▸ What is being asked:
Copy every one of the rows below word for word, but leave the pictures out of your copy.

******

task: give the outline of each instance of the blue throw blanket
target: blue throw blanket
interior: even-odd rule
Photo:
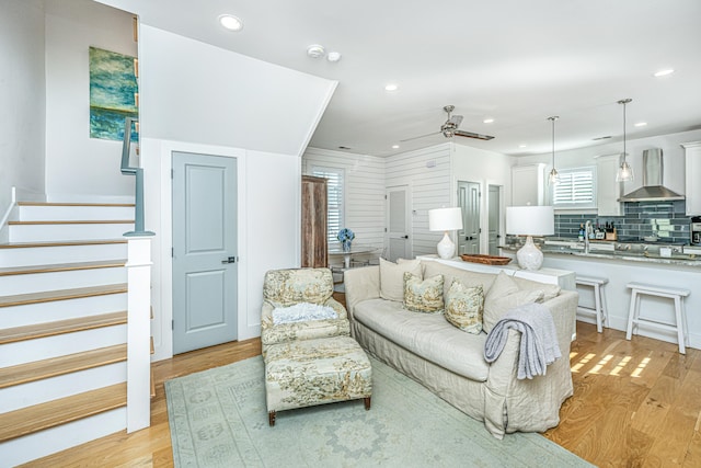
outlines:
[[[521,332],[518,378],[545,375],[545,367],[562,356],[550,310],[542,304],[527,304],[509,310],[496,322],[484,343],[484,359],[493,363],[506,345],[509,330]]]

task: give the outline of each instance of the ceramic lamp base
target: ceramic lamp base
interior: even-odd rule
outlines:
[[[543,265],[543,252],[533,243],[533,238],[528,236],[526,243],[516,252],[518,266],[524,270],[540,270]]]
[[[450,240],[448,232],[443,236],[440,242],[438,242],[438,256],[441,259],[452,259],[456,254],[456,244]]]

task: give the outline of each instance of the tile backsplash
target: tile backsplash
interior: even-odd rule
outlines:
[[[627,202],[623,216],[555,215],[555,236],[576,238],[579,225],[590,220],[605,226],[613,222],[621,240],[643,240],[657,236],[662,241],[689,243],[691,218],[683,199],[669,202]]]

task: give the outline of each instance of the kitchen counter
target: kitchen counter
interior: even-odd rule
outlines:
[[[630,262],[656,263],[660,265],[683,265],[701,269],[701,248],[689,246],[658,246],[641,242],[590,241],[589,251],[584,242],[576,239],[547,239],[541,243],[543,254],[575,255],[589,259],[623,260]],[[669,249],[668,255],[660,250]],[[516,252],[520,246],[503,246],[505,252]]]

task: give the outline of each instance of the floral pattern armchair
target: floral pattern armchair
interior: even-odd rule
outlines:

******

▸ Solution to the exercise:
task: give the outline of each instance of the blue throw blanket
target: blue throw blanket
interior: even-odd rule
Photo:
outlines:
[[[521,332],[518,378],[545,375],[545,367],[562,356],[550,310],[542,304],[527,304],[509,310],[496,322],[484,343],[484,359],[493,363],[506,345],[509,330]]]

task: give the outline of each instance of the ceramic lamp base
target: ceramic lamp base
interior: even-odd rule
outlines:
[[[543,265],[543,252],[533,243],[533,238],[528,236],[526,243],[516,252],[518,266],[524,270],[540,270]]]
[[[450,240],[448,232],[443,236],[440,242],[438,242],[438,256],[441,259],[452,259],[456,254],[456,244]]]

task: give the outline of each instance of the tile backsplash
target: tile backsplash
interior: even-odd rule
outlines:
[[[627,202],[623,216],[555,215],[555,236],[576,238],[579,225],[590,220],[605,226],[613,222],[621,240],[643,240],[657,236],[662,241],[689,243],[691,218],[683,199],[669,202]]]

task: give the outline of each instance of the kitchen counter
target: kitchen counter
interior: even-odd rule
outlines:
[[[630,262],[656,263],[660,265],[683,265],[701,269],[701,248],[689,246],[658,246],[641,242],[590,241],[589,251],[584,242],[576,239],[547,239],[541,243],[543,254],[575,255],[589,259],[623,260]],[[669,249],[668,255],[660,250]],[[516,252],[520,246],[503,246],[505,252]]]

task: give the outline of each instance of the floral pattern armchair
target: floral pattern armchair
interior: even-odd rule
outlines:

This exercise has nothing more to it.